YOUR OBJECTIVE. Please quote the material exactly, every line of it.

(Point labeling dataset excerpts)
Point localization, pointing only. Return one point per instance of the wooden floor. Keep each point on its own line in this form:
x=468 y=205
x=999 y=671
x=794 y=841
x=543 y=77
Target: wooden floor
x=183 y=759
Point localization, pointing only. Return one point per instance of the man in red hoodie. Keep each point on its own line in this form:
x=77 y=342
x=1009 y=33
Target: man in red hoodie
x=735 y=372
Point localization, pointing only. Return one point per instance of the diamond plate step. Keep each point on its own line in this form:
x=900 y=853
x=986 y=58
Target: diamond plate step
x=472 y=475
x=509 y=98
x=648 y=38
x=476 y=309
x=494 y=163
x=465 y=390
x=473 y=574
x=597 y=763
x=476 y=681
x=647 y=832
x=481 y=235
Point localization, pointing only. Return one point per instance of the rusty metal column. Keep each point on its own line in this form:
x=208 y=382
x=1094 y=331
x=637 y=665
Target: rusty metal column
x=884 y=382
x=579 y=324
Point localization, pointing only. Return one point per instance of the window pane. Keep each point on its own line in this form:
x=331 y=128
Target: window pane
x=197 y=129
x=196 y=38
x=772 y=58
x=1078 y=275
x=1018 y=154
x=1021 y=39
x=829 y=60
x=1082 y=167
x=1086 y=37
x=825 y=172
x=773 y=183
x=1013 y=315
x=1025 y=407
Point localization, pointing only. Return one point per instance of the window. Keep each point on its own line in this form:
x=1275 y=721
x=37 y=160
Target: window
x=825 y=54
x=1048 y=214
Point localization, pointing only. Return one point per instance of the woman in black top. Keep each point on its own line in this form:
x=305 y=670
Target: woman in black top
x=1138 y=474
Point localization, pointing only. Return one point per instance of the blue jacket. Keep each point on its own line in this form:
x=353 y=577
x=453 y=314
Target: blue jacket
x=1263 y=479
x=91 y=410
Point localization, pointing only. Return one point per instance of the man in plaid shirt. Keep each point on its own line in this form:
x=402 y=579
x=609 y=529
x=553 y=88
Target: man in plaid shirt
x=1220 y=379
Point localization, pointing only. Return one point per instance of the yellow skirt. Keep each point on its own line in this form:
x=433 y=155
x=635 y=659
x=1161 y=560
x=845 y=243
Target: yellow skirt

RIGHT ANSWER.
Point localization, pointing only. Return one point per instance of the wooden floor. Keep each point on its own line in this form:
x=468 y=205
x=999 y=671
x=794 y=841
x=543 y=77
Target: wooden floor
x=183 y=759
Point localization, pointing only. Return one point per instance of the man in red hoodie. Keep each point on its own line in this form:
x=77 y=342
x=1009 y=33
Target: man in red hoodie
x=735 y=372
Point localization, pointing only. Return one point per instance of the diamond plate step. Keep each point on its own line in this form:
x=900 y=853
x=986 y=58
Target: diamond plate step
x=472 y=475
x=509 y=98
x=648 y=38
x=476 y=309
x=494 y=163
x=465 y=390
x=473 y=574
x=597 y=763
x=476 y=681
x=647 y=832
x=481 y=235
Point localization, pointing only. Return one point per instance of the rusty metal column. Keep each point on its own line in this form:
x=208 y=382
x=1094 y=331
x=637 y=665
Target: rusty metal column
x=884 y=382
x=579 y=324
Point localization, pointing only. Return one point per instance of the window pane. Keep each point on its own line in this form:
x=331 y=128
Target: window pane
x=197 y=129
x=196 y=38
x=772 y=58
x=1078 y=275
x=1018 y=154
x=1021 y=39
x=829 y=60
x=1082 y=167
x=1086 y=37
x=825 y=172
x=773 y=183
x=1013 y=315
x=1025 y=407
Point localization, pointing only. Return one point per instance of the window. Keep each point on its own line in this form:
x=1275 y=721
x=37 y=160
Target: window
x=825 y=54
x=1048 y=214
Point localization, pointing only. Return one point per instance of the woman in black top. Keep each point on its own line in this form:
x=305 y=670
Target: woman in black top
x=1138 y=474
Point localization, pointing only. Return one point per instance of the blue jacket. Keep each point on its own line in this form:
x=353 y=577
x=453 y=314
Target: blue jacket
x=1263 y=479
x=91 y=410
Point localization, pointing only. Return one point per instance of the man in plaid shirt. Keep each point on its own line in this form:
x=402 y=579
x=609 y=529
x=553 y=88
Target: man in plaid shirt
x=1220 y=379
Point localization, pointing only. Return one point per instance of the yellow skirt. Keep each point on its own line in this form:
x=433 y=155
x=635 y=659
x=1161 y=560
x=845 y=243
Target: yellow skirt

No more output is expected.